• _GIVEN DATA_
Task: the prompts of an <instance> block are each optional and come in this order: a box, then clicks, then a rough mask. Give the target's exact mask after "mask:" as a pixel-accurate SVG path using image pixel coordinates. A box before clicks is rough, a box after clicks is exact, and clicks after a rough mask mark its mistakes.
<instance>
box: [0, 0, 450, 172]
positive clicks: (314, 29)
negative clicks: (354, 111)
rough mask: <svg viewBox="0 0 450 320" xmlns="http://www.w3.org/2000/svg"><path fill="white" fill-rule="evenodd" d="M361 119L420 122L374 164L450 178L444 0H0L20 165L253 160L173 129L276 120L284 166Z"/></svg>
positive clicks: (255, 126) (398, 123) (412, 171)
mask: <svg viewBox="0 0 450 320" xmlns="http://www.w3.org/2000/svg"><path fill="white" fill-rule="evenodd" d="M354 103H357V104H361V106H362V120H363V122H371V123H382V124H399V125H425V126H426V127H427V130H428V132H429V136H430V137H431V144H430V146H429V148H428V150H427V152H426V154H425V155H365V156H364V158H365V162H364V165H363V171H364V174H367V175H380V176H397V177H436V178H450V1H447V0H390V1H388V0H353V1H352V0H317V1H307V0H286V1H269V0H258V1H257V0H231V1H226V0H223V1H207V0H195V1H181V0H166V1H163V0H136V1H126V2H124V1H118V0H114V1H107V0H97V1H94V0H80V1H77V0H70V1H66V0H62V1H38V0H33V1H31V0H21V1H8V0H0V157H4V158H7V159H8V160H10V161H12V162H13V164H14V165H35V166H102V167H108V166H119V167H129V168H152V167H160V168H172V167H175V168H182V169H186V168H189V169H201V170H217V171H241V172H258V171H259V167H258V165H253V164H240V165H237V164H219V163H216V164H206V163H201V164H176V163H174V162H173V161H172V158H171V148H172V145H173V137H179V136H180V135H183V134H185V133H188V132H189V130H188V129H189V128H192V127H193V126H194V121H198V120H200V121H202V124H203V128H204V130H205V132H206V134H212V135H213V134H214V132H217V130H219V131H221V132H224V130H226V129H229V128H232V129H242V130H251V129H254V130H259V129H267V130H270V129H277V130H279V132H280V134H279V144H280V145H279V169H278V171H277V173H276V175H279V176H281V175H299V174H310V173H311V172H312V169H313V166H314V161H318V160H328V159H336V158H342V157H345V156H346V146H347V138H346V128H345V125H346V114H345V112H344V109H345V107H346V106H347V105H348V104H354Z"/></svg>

• _TASK STATEMENT_
Word for word, output the records that appear above.

• _OUTPUT BELOW_
Task: the prompts of an <instance> block are each optional and come in this order: a box, then clicks, then a rough mask. Give the target's exact mask after "mask:" as a pixel-accurate SVG path using image pixel coordinates. A box before clicks is rough, a box after clicks is exact, and clicks after a rough mask mark its mistakes.
<instance>
box: [0, 0, 450, 172]
positive clicks: (314, 29)
negative clicks: (354, 111)
rough mask: <svg viewBox="0 0 450 320" xmlns="http://www.w3.org/2000/svg"><path fill="white" fill-rule="evenodd" d="M361 119L420 122L374 164L450 178L444 0H0L20 165L253 160L173 129L276 120L284 166Z"/></svg>
positive clicks: (255, 126) (398, 123) (412, 171)
mask: <svg viewBox="0 0 450 320" xmlns="http://www.w3.org/2000/svg"><path fill="white" fill-rule="evenodd" d="M354 103H357V104H361V106H362V120H363V122H371V123H382V124H399V125H425V126H426V127H427V130H428V132H429V136H430V137H431V144H430V146H429V148H428V150H427V152H426V154H425V155H365V156H364V158H365V162H364V165H363V171H364V174H367V175H380V176H397V177H436V178H450V1H447V0H390V1H388V0H353V1H352V0H317V1H307V0H286V1H269V0H258V1H257V0H231V1H226V0H223V1H207V0H195V1H181V0H166V1H163V0H136V1H126V2H124V1H118V0H114V1H107V0H97V1H94V0H80V1H77V0H70V1H66V0H62V1H38V0H33V1H31V0H21V1H8V0H0V157H4V158H7V159H8V160H10V161H12V162H13V164H14V165H35V166H102V167H108V166H119V167H129V168H152V167H160V168H172V167H175V168H182V169H186V168H189V169H201V170H217V171H241V172H258V171H259V167H258V165H253V164H240V165H237V164H219V163H216V164H206V163H201V164H176V163H174V162H173V161H172V158H171V148H172V145H173V137H179V136H180V135H183V134H185V133H188V132H189V130H188V129H189V128H192V127H193V126H194V121H198V120H200V121H202V124H203V128H204V130H205V132H206V134H212V135H213V134H214V132H217V130H219V131H221V132H224V130H226V129H229V128H232V129H242V130H251V129H254V130H259V129H267V130H270V129H277V130H279V132H280V134H279V144H280V145H279V169H278V171H277V173H276V175H279V176H281V175H299V174H310V173H311V172H312V169H313V166H314V161H318V160H328V159H336V158H342V157H345V156H346V146H347V138H346V128H345V125H346V114H345V112H344V109H345V107H346V106H347V105H348V104H354Z"/></svg>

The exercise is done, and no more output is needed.